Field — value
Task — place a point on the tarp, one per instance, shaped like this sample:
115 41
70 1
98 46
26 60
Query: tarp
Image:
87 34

Requirement -> Reproduce every item above word for word, keeping each line as it appears.

Reply ->
Field — value
Task — place a point on the tarp, one per instance, shaped like this sample:
115 41
70 1
98 46
26 60
Query: tarp
Image:
87 34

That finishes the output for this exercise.